[Text excerpt]
■ ■ ■ ■ ■
Developed in the 80's by Professor Noriaki Kano, the Kano model is based on the concepts of customer quality and provides a simple ranking scheme which distinguishes between essential and differentiating attributes. The model is a powerful way of visualizing product characteristics and stimulating debate within the design team. Kano also produced a rigorous methodology for mapping consumer responses into the model. Product characteristics can be classified as:

  • Threshold / Basic attributes
    Attributes which must be present in order for the product to be successful, and can be viewed as a 'price of entry'. However, the customer will remain neutral towards the product even with improved execution of these threshold and basic attributes.
  • One dimensional attributes (Performance / Linear)
■ ■ ■ ■ ■
[Dataset items]
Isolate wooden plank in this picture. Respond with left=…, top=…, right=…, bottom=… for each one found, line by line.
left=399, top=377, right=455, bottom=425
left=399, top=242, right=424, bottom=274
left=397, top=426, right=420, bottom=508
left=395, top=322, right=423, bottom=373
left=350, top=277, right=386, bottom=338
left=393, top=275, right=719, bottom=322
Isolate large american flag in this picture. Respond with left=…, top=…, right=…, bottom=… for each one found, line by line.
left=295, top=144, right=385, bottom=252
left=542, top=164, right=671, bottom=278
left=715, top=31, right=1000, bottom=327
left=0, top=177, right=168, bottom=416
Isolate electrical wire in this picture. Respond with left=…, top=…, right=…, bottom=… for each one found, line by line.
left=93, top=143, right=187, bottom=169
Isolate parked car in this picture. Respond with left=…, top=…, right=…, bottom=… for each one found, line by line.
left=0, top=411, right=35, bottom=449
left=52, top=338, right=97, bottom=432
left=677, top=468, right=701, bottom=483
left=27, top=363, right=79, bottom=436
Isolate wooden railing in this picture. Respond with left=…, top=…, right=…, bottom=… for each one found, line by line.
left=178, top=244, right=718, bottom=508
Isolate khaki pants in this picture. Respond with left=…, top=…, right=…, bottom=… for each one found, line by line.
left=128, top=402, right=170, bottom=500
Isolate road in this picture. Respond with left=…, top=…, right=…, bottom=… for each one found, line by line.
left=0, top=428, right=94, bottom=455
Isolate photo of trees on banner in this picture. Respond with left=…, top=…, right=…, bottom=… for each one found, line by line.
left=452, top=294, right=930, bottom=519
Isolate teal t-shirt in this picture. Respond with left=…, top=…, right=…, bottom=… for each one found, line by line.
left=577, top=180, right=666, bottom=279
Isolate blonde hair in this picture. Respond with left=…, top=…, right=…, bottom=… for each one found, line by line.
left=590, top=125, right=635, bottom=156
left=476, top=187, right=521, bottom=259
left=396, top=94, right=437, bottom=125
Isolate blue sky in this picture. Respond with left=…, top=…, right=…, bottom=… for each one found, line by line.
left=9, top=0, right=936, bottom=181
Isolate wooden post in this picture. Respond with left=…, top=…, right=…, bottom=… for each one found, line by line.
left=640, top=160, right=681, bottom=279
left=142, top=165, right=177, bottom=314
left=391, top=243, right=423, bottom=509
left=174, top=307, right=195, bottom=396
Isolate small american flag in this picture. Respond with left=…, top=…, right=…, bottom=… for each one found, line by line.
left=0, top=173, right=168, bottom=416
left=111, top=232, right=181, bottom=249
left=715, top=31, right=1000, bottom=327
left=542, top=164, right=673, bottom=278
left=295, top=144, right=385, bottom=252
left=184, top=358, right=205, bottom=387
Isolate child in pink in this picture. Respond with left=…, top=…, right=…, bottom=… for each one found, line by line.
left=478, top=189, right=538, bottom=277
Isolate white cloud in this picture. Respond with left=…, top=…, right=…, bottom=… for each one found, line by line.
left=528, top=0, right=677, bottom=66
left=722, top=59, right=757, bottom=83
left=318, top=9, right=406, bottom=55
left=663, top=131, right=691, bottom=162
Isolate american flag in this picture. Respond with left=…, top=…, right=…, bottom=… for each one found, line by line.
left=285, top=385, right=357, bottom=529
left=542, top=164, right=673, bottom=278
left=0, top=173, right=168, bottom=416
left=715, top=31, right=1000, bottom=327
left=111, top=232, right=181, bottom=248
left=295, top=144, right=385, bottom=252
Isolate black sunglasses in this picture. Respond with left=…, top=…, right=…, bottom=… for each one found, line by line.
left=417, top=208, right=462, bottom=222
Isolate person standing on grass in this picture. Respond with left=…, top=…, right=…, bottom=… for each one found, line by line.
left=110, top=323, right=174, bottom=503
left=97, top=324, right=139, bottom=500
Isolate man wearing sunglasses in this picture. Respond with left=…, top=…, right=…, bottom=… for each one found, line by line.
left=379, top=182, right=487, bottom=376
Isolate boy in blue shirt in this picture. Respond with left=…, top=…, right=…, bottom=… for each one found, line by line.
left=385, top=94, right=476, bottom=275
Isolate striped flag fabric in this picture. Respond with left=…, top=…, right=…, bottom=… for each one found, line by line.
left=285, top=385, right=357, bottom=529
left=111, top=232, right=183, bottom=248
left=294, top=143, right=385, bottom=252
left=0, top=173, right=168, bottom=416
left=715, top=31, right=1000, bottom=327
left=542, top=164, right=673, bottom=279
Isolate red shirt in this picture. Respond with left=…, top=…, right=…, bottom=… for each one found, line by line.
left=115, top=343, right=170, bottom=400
■ ■ ■ ■ ■
[Aim of the task] Continue the text on the Kano model from the point where it stops. The rows were taken from a different source than the Kano model text.

[Answer to this problem]
    These characteristics are directly correlated to customer satisfaction. Increased functionality or quality of execution will result in increased customer satisfaction. Conversely, decreased functionality results in greater dissatisfaction. Product price is often related to these attributes.
  • Attractive attributes (Exciters / Delighters)
    Customers receive great satisfaction from a feature and are willing to pay a price premium. However, satisfaction will not decrease (below neutral) if the product lacks the feature. These features are often unexpected by customers and can be difficult to establish as needs during initial design. They are sometimes called unknown or latent needs.

An example of Kano Model is provided below.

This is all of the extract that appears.